Reproduce verbatim every line from the one that includes "of the floodlit" to the closing line of the entries; omit everything before it.
>> Start Task inputs
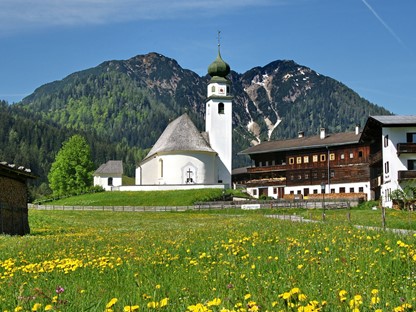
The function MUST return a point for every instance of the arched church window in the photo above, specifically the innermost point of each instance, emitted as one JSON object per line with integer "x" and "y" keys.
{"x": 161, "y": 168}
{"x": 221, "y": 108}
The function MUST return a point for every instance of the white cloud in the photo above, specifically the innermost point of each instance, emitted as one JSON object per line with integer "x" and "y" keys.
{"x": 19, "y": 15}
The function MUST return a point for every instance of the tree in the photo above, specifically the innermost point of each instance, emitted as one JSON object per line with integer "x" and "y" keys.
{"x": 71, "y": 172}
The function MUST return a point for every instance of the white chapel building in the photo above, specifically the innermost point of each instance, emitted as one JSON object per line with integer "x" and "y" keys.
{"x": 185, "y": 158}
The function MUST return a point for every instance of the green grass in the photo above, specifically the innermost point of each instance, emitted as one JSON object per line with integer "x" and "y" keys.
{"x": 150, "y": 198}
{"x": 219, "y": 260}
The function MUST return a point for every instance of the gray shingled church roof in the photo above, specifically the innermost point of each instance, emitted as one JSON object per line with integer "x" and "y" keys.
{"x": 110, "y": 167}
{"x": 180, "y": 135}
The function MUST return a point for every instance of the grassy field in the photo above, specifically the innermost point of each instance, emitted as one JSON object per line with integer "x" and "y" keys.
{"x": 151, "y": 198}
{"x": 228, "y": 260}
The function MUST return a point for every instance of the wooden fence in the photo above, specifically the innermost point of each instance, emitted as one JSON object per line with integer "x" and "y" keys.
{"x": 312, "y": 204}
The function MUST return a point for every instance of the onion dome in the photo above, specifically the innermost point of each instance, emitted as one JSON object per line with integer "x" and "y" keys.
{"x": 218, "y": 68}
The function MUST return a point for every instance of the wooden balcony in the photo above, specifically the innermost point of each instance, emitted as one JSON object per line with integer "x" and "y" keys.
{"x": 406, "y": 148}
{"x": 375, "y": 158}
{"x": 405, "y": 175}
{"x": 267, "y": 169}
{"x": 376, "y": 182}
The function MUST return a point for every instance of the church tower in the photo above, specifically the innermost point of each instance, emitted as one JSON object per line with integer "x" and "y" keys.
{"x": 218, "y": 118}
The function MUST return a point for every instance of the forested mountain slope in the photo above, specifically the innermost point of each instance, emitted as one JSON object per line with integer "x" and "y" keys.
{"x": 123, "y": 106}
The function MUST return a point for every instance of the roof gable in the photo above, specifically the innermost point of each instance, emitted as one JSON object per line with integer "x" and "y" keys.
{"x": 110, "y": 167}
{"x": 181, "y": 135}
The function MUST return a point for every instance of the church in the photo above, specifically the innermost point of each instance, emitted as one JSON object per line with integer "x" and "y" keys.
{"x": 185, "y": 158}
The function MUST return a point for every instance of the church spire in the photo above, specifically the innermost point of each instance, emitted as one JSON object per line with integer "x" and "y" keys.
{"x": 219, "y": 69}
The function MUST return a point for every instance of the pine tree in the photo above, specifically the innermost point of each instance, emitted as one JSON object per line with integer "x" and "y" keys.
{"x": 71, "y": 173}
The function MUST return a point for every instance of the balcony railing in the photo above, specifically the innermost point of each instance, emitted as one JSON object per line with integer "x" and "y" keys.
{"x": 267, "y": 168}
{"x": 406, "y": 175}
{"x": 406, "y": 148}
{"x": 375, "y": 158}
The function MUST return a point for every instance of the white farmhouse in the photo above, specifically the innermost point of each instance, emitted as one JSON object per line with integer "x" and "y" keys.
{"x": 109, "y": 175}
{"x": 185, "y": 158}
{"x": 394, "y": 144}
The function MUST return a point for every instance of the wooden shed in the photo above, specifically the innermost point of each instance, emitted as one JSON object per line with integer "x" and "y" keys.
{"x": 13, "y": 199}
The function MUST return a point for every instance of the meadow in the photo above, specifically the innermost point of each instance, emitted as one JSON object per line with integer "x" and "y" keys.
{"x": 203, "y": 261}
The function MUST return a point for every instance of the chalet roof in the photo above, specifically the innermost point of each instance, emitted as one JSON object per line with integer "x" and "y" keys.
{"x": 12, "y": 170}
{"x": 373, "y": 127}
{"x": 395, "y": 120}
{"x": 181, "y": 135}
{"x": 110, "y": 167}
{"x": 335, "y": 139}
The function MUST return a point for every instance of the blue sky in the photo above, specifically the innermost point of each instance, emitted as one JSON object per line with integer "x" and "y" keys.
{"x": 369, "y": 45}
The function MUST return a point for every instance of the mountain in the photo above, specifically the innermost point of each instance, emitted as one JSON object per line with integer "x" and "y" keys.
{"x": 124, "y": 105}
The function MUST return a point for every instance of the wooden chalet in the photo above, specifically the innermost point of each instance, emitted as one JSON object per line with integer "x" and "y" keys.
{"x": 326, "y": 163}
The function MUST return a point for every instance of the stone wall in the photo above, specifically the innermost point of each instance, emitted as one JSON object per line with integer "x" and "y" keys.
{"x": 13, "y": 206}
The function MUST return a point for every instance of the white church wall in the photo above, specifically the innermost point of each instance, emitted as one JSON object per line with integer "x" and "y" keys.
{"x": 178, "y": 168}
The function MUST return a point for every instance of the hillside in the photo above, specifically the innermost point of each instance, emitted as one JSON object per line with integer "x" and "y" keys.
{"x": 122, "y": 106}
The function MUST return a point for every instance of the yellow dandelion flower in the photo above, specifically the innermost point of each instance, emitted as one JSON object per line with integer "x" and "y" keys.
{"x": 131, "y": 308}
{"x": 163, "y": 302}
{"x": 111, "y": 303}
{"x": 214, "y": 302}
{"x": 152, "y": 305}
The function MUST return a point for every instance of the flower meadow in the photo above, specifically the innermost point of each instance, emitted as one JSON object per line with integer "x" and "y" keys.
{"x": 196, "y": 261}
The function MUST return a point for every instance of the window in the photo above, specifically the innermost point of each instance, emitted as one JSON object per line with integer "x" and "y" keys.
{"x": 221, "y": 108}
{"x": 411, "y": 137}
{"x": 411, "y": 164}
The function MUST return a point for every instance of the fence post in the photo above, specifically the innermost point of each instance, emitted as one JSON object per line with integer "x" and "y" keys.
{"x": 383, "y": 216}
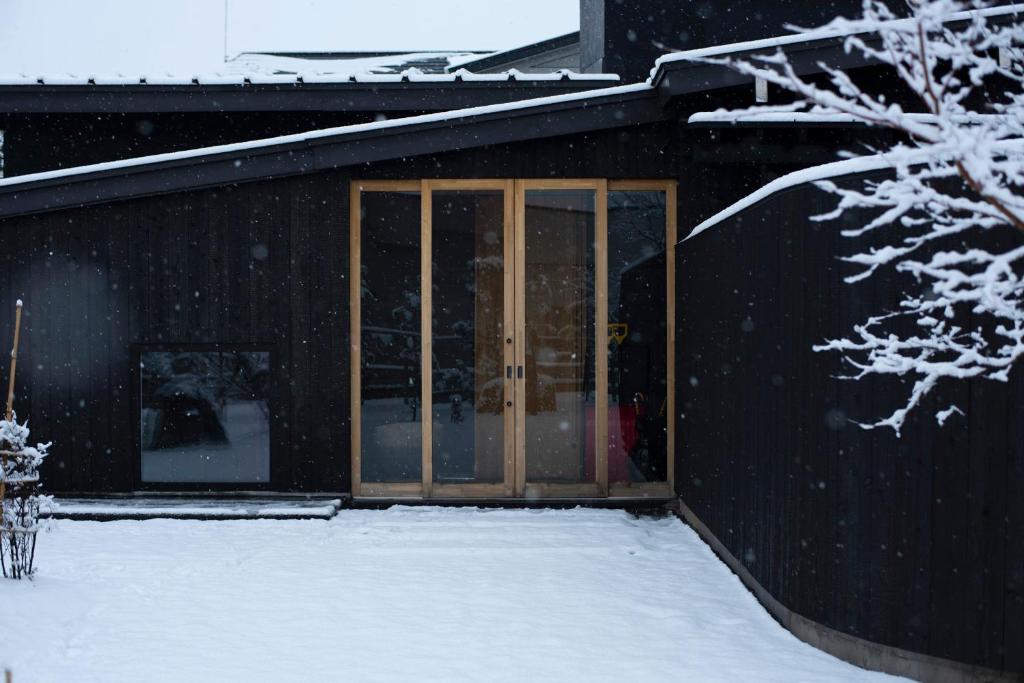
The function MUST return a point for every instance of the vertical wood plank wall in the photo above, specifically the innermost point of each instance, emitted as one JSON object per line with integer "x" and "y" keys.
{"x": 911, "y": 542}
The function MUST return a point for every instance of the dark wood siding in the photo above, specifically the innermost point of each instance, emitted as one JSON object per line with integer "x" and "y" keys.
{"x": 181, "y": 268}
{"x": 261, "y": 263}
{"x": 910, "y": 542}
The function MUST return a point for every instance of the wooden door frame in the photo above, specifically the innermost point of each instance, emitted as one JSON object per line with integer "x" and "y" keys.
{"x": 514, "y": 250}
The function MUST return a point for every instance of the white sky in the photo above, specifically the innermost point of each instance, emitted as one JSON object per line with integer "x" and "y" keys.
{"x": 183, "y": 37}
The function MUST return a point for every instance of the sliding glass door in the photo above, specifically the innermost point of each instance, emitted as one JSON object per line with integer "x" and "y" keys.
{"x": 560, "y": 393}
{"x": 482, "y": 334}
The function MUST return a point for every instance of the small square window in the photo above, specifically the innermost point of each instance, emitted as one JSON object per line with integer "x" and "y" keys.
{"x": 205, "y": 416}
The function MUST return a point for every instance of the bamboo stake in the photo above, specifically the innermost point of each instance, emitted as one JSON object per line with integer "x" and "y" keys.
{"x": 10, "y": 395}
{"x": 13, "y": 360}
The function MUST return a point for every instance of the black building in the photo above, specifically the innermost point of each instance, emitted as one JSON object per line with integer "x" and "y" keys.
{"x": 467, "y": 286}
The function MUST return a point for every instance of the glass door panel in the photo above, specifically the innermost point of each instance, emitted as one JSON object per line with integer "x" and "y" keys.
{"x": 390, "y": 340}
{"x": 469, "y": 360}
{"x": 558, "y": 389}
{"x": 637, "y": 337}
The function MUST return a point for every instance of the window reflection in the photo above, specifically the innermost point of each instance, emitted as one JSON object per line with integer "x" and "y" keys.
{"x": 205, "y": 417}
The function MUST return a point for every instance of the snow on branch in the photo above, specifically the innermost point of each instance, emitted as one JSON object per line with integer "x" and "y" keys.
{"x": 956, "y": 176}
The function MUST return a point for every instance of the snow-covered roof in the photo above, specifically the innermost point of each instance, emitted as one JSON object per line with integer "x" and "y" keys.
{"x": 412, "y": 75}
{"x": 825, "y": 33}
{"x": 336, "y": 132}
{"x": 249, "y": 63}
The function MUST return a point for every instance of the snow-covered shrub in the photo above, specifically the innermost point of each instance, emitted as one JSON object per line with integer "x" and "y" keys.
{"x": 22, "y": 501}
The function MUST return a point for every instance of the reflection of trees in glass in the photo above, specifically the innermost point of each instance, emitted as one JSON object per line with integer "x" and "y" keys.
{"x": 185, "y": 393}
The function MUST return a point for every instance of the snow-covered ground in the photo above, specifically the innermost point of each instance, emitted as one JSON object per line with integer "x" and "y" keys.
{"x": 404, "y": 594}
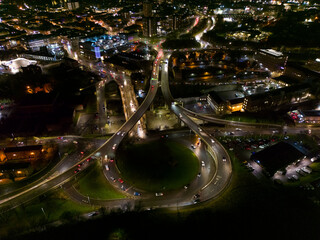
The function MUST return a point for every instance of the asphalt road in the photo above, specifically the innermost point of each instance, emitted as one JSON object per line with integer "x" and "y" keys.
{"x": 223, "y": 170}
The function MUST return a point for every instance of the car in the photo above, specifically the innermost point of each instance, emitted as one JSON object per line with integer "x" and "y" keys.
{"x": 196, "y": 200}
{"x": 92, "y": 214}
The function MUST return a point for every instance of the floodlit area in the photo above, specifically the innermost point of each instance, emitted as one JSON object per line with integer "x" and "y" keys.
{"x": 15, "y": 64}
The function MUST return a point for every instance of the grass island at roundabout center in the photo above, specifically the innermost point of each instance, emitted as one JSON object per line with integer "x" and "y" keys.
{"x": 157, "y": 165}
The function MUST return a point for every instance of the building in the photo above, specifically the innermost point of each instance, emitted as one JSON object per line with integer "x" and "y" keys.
>> End Task inputs
● Response below:
The function MUST return a point for every instance of the floodlit area in the photo above, specifically the innermost point of each instance, emitted as one JSON object per line with integer "x" and "y" keys.
{"x": 15, "y": 64}
The function MUST return a point for every instance of the grass island at roundabout center in the photo above, specifically the innermost point of each instance, emitted as one JSON object per line with integer "x" and "y" keys.
{"x": 157, "y": 165}
The function MUST return a point for every instance of the building in the photo above, specifically the innermost point of each instance, emitted as one JSON object per line with integer "x" and "y" keys.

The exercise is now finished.